Tasks to perform
(a) Reproduce a section of the passage on safety observations, starting at "These terms are" and ending at "should tackle first.".
(b) Answer these questions using the passage on safety observations:
(i) How many photographs can a safety officer attach to a reported issue?
(ii) On what scale is the priority of an issue set?
(iii) Which term did the authors choose to use in place of the risk rating?
(c) Extend the passage on safety observations, picking up after its final sentence.

Reading passage
— START —

3.2. Observation Attributes

The information included in each report of our dataset is the same across all checklists and location types. Using a mobile application, SOs submit their reports by entering their input in a form that contains the following fields:

Audit/inspection details (company, location, duration, type of checklist previously used)
Safety officer carrying out the audit/inspection
Issue group and sub-group

The SO selects the location type of a site during the first audit. From that point on, the contribution is mapped upon the issues of the specific checklist. When reporting an issue, the SO can provide:

A short description of the issue (i.e., what is the deviation)
A short description of the proposed corrective action
The priority of the issue (from a scale of low, medium, and high)
Photographs displaying the issue (up to four stills). An example is shown in Figure 1.

In our multimodal analysis, we only considered issues accompanied by photographs. For each issue, we selected one of the accompanying photographs and created pairs of images and textual descriptions. Table 4 summarizes all the attributes present in an observation, along with example values.

3.3. Observation Priority

In the domain of risk management and health and safety, it is important to define the concepts of “Hazard”, “Risk”, “Severity” and “Probability”.

Hazard: Source with a potential to cause injury and ill health; the potential to cause harm. Harm includes ill health and injury; damage to property, plant, products or the environment; production losses or increased liabilities.

Risk ( $R$ ): the likelihood that a specified undesired event will occur due to the realization of a hazard by, or during, work activities or by the products and services created by work activities.

Severity ( $S$ ): the amount of damage or harm a hazard could create.

Probability ( $P$ ): the likelihood of the hazard occurring.

The above concepts are associated in Equation (1):

S \times P = R

(1)

These terms are used mainly in risk assessment studies. The reason we decided to use the term priority instead of the above risk rating was to simplify the process of resolving the raised issues. For example, in an office, most of the issues would be low to medium risk, whereas in construction works, the majority would be medium to high. This bias offers little information on which issues the site owners should tackle first.

— END —

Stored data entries
— START —

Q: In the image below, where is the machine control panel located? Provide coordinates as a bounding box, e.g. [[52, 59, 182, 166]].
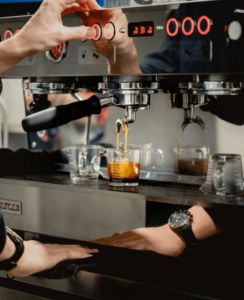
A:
[[0, 0, 244, 77], [46, 42, 68, 63], [166, 15, 213, 37], [128, 21, 154, 37]]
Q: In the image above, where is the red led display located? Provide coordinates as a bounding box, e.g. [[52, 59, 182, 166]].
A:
[[166, 18, 179, 37], [92, 23, 102, 41], [3, 29, 13, 41], [128, 21, 154, 37], [51, 43, 64, 59], [197, 16, 211, 35], [182, 17, 195, 36]]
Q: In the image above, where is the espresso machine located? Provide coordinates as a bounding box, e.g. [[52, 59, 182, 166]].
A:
[[0, 0, 244, 299]]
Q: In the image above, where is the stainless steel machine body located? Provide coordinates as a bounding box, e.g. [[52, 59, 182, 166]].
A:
[[0, 0, 244, 299]]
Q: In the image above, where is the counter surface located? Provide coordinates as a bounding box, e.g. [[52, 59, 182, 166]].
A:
[[0, 173, 244, 207]]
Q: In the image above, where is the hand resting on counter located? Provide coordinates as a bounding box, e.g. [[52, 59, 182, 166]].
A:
[[91, 206, 222, 256], [0, 237, 98, 277]]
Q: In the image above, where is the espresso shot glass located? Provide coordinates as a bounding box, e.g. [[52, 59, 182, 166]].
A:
[[92, 148, 141, 187]]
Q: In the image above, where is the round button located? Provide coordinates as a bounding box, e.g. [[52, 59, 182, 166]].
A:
[[15, 28, 20, 34], [224, 9, 244, 51], [92, 23, 102, 41], [104, 22, 115, 41], [197, 16, 211, 35], [80, 24, 87, 42], [228, 21, 242, 41], [166, 18, 179, 37], [3, 29, 13, 41], [46, 43, 67, 63], [182, 17, 195, 36]]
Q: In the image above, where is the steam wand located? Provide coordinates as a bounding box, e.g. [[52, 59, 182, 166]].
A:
[[22, 95, 117, 132]]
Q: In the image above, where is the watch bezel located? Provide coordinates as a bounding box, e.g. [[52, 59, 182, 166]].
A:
[[168, 210, 192, 229]]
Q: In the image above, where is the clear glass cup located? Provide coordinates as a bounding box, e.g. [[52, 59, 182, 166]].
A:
[[173, 145, 210, 176], [62, 145, 104, 182], [92, 149, 141, 187], [200, 154, 244, 195]]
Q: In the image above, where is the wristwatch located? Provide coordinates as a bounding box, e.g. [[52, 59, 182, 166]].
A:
[[0, 227, 24, 271], [168, 210, 199, 246]]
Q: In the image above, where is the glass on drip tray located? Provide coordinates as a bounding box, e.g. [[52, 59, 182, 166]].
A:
[[173, 120, 210, 176]]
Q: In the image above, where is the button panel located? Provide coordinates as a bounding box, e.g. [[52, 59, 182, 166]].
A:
[[46, 42, 67, 63], [104, 22, 115, 41]]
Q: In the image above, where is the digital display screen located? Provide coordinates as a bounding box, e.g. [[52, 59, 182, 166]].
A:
[[128, 21, 154, 37]]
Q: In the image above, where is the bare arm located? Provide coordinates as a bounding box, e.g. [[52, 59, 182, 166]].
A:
[[0, 0, 96, 75], [92, 206, 222, 256], [0, 236, 98, 277]]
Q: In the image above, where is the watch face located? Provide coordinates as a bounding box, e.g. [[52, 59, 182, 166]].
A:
[[169, 210, 191, 228]]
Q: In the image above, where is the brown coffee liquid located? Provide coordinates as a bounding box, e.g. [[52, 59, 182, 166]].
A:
[[107, 160, 140, 182], [178, 158, 208, 176]]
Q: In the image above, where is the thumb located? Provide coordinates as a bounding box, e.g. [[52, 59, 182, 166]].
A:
[[63, 26, 97, 41]]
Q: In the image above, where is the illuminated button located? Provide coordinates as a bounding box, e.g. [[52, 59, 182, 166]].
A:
[[46, 43, 67, 63], [197, 16, 211, 35], [182, 17, 195, 36], [228, 21, 242, 41], [92, 23, 102, 41], [104, 22, 115, 41], [15, 28, 20, 34], [3, 29, 13, 41], [80, 24, 87, 42], [166, 18, 179, 37]]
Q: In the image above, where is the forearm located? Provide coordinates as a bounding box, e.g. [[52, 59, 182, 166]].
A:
[[189, 206, 223, 240], [0, 236, 15, 261], [0, 35, 30, 76]]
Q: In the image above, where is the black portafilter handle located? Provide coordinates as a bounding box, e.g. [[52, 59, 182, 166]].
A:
[[22, 96, 102, 132]]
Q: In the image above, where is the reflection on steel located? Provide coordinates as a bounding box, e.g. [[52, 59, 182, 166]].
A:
[[0, 199, 22, 215], [179, 81, 244, 96]]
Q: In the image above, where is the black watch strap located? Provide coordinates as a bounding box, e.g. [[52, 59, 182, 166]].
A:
[[177, 222, 199, 246], [0, 227, 24, 271]]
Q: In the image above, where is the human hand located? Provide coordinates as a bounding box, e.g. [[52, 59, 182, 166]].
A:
[[15, 0, 96, 55], [75, 0, 141, 74], [91, 224, 186, 256], [7, 241, 98, 277], [0, 0, 97, 75]]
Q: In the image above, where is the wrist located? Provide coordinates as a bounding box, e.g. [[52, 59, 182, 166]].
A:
[[165, 224, 186, 256]]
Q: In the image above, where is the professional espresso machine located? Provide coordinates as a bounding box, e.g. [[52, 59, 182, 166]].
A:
[[0, 0, 244, 299]]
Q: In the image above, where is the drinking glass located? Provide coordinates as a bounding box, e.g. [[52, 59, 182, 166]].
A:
[[92, 149, 141, 187]]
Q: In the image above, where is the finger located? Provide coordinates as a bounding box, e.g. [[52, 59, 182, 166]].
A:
[[61, 4, 87, 17], [63, 27, 97, 41], [77, 0, 101, 10]]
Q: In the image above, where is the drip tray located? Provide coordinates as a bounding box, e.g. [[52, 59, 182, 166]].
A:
[[55, 164, 206, 186]]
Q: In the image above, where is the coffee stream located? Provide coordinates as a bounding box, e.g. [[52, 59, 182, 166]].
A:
[[108, 121, 140, 183], [178, 129, 209, 176]]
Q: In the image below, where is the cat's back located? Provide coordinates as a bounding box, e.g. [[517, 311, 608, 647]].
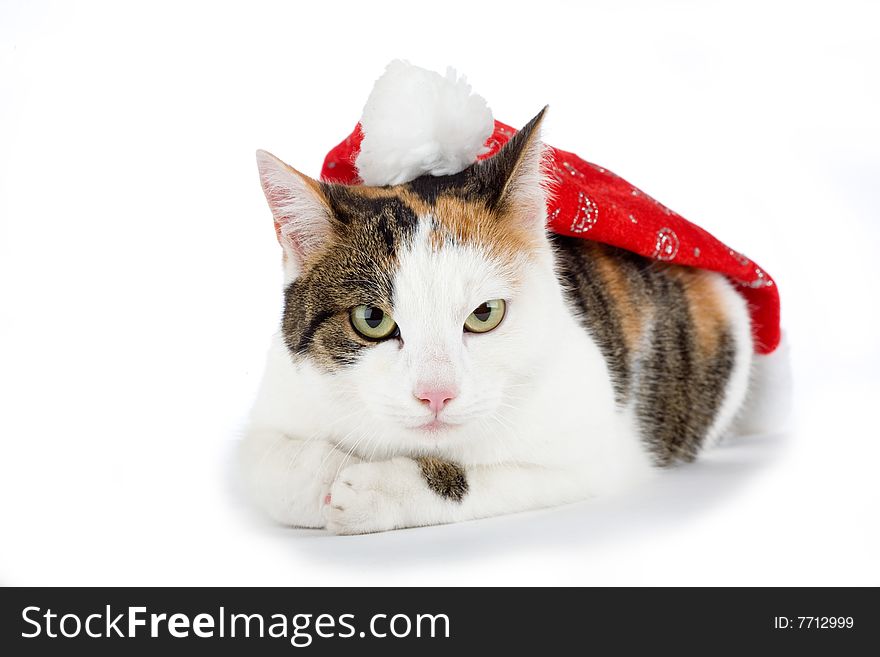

— END —

Outputs
(a)
These terms are used mainly in risk assessment studies. The reason we decided to use the term priority instead of the above risk rating was to simplify the process of resolving the raised issues. For example, in an office, most of the issues would be low to medium risk, whereas in construction works, the majority would be medium to high. This bias offers little information on which issues the site owners should tackle first.

(b)
(i) Up to four stills.
(ii) Low, medium, and high.
(iii) Priority.

(c)
In Figure 2, we can see the distribution of observation priorities in different locations. We can see that the distribution is skewed towards high-priority issues in construction sites, due to the dangerous and heavily regulated work. Specifically, construction sites are constantly changing; thus, new hazards are constantly created. Stores also have a large proportion of high priority issues, because retail shops also host the general public; thus, even a hazard which may be considered negligible in an office environment may become significant in a retail shop. Finally, offices are the least changing environments, both in terms of infrastructure and people, and are generally considered more safe working environments; thus, they have the least amount of high-priority issues.

3.4. SO Expertise

The semantics of the dataset’s priority rating incorporates the concept of risk by evaluating both severity and probability within the context of the specific site and while considering all its new and pending issues. Investing in the SOs expertise and skill to dynamically assess and calibrate the baseline of this rating, the dataset features a certain degree of subjectivity. To filter this bias and measure the effectiveness of the human in the loop, a three-point scale ranking (inexperienced, experienced, expert) of SO’s expertise was produced by Ergonomia based on objective parameters, such as years of experience, frequency of inspections, average length of issues descriptions and diversity of audited sites. Figure 3 shows the number of observations of SOs per their experience level. Each point in the scatter plot corresponds to one SO. We can see that, on average, more experienced users have reported more observations, but observation volume is not the sole attribute for assessing SO experience. In Figure 4, we see the average priority ratings across observations reported by each SO. The SOs are split by their expertise level. We can see that experienced SOs and expert SOs exhibit a smaller deviation across their ratings. Furthermore, we can see that experienced SOs and expert SOs generally concern themselves with higher priority issues, while inexperienced SOs report lower priority issues on average.

3.5. Observation Categorization

For further analysis, we clustered the checklist groups into two high-level ontologies, i.e., “Category” and “Issue Source”.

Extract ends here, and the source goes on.